#### DATA RECORDS:

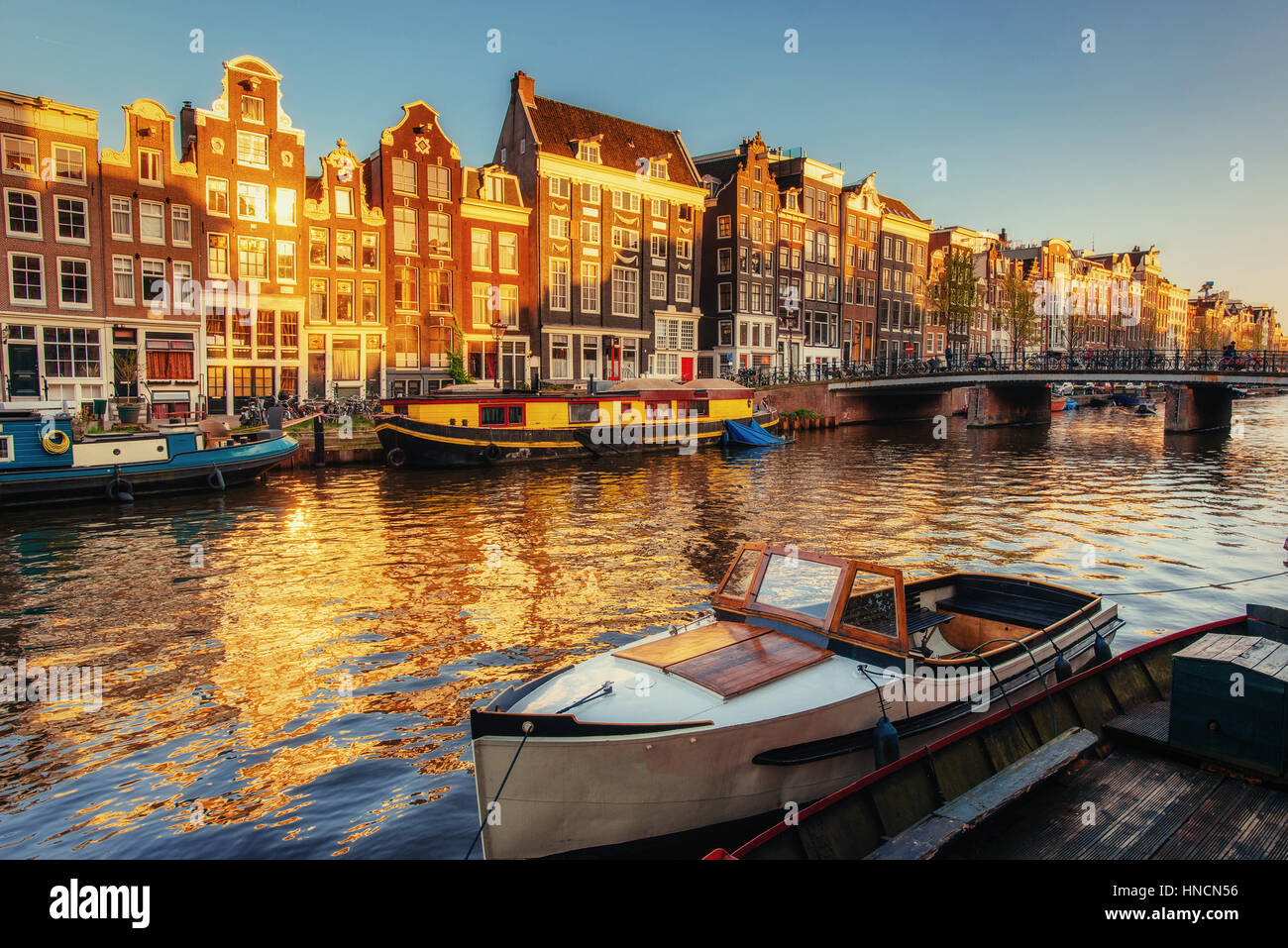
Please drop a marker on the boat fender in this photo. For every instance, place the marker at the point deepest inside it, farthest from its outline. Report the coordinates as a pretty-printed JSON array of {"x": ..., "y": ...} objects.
[
  {"x": 885, "y": 746},
  {"x": 55, "y": 442},
  {"x": 120, "y": 491}
]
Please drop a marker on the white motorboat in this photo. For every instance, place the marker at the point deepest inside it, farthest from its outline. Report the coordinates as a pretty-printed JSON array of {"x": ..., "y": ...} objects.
[{"x": 809, "y": 672}]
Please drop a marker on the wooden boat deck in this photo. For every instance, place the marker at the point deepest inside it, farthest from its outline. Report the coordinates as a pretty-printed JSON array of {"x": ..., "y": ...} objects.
[{"x": 728, "y": 657}]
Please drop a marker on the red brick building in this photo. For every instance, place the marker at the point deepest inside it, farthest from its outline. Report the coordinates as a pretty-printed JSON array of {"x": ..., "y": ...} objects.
[
  {"x": 616, "y": 243},
  {"x": 153, "y": 257}
]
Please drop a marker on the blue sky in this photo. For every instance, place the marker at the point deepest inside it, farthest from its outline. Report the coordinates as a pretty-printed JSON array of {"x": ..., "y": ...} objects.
[{"x": 1128, "y": 145}]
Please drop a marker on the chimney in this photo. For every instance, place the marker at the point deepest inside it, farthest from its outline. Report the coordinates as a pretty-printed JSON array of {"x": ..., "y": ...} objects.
[{"x": 524, "y": 86}]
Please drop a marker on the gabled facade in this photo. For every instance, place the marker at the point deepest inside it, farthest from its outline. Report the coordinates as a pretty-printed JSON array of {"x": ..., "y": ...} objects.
[
  {"x": 252, "y": 165},
  {"x": 344, "y": 321},
  {"x": 739, "y": 258},
  {"x": 151, "y": 202},
  {"x": 54, "y": 338},
  {"x": 616, "y": 243}
]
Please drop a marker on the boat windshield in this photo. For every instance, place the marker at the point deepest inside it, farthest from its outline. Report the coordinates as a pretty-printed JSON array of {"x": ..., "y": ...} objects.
[{"x": 799, "y": 584}]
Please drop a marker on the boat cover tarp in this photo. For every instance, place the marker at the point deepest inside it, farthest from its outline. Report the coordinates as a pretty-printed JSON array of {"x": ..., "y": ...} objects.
[{"x": 751, "y": 434}]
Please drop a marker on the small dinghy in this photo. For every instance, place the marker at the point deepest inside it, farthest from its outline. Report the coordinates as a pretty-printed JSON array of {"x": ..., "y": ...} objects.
[{"x": 810, "y": 672}]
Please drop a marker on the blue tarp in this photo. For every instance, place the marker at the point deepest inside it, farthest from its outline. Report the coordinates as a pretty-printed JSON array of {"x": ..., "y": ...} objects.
[{"x": 750, "y": 434}]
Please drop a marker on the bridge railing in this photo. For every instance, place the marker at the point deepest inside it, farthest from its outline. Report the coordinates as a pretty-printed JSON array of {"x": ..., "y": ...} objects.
[{"x": 1096, "y": 361}]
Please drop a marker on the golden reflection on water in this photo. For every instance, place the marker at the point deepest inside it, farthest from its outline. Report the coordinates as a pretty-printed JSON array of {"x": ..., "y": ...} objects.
[{"x": 301, "y": 686}]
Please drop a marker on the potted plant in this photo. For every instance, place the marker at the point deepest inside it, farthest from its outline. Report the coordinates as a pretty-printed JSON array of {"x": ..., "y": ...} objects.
[{"x": 128, "y": 406}]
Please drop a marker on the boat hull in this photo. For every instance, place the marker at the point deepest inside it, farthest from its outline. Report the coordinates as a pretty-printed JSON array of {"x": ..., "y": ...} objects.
[
  {"x": 210, "y": 471},
  {"x": 420, "y": 445},
  {"x": 566, "y": 794}
]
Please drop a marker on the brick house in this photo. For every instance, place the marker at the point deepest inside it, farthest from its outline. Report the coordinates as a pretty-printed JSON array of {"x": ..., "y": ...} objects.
[
  {"x": 252, "y": 163},
  {"x": 739, "y": 253},
  {"x": 616, "y": 243},
  {"x": 53, "y": 346},
  {"x": 151, "y": 262}
]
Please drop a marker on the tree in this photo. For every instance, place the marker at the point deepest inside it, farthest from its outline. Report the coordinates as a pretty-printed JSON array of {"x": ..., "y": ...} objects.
[
  {"x": 953, "y": 294},
  {"x": 1018, "y": 313}
]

#### WHAT THE TASK REQUIRES:
Going from the line that has "Please drop a marker on the potted" through the last line of the entries, retype each line exactly as given and add nothing.

#### SOLUTION TO THE PROBLEM:
Please drop a marker on the potted plant in this photo. For every instance, place the marker at the point deepest inside it, farthest from its outline. Report the coordinates as a pretty-printed JSON array of {"x": ..., "y": ...} objects.
[{"x": 128, "y": 406}]
Please drop a marker on the boat hull in this photo. For every instance, place the marker at the point deepest inside it, farthest from its outline. Report the coordinates as a pretty-printed JSON array of {"x": ..., "y": ...} objects.
[
  {"x": 210, "y": 471},
  {"x": 420, "y": 445},
  {"x": 566, "y": 794}
]
Please drop a marker on the brick house in this photo. For every instance, place the marker at the point deepest inside it, farthest from its outline. Report the coordinates as a pretty-printed JSON array of {"x": ..., "y": ...} objects.
[
  {"x": 252, "y": 163},
  {"x": 739, "y": 253},
  {"x": 616, "y": 243},
  {"x": 53, "y": 346},
  {"x": 151, "y": 262}
]
Please drop a marker on the tree in this photo. For every instance, place the marker at the point deepest inside it, farthest from its outline. Report the coordinates as a pretty-printed JSON array of {"x": ..., "y": ...} objects.
[
  {"x": 953, "y": 294},
  {"x": 1018, "y": 313}
]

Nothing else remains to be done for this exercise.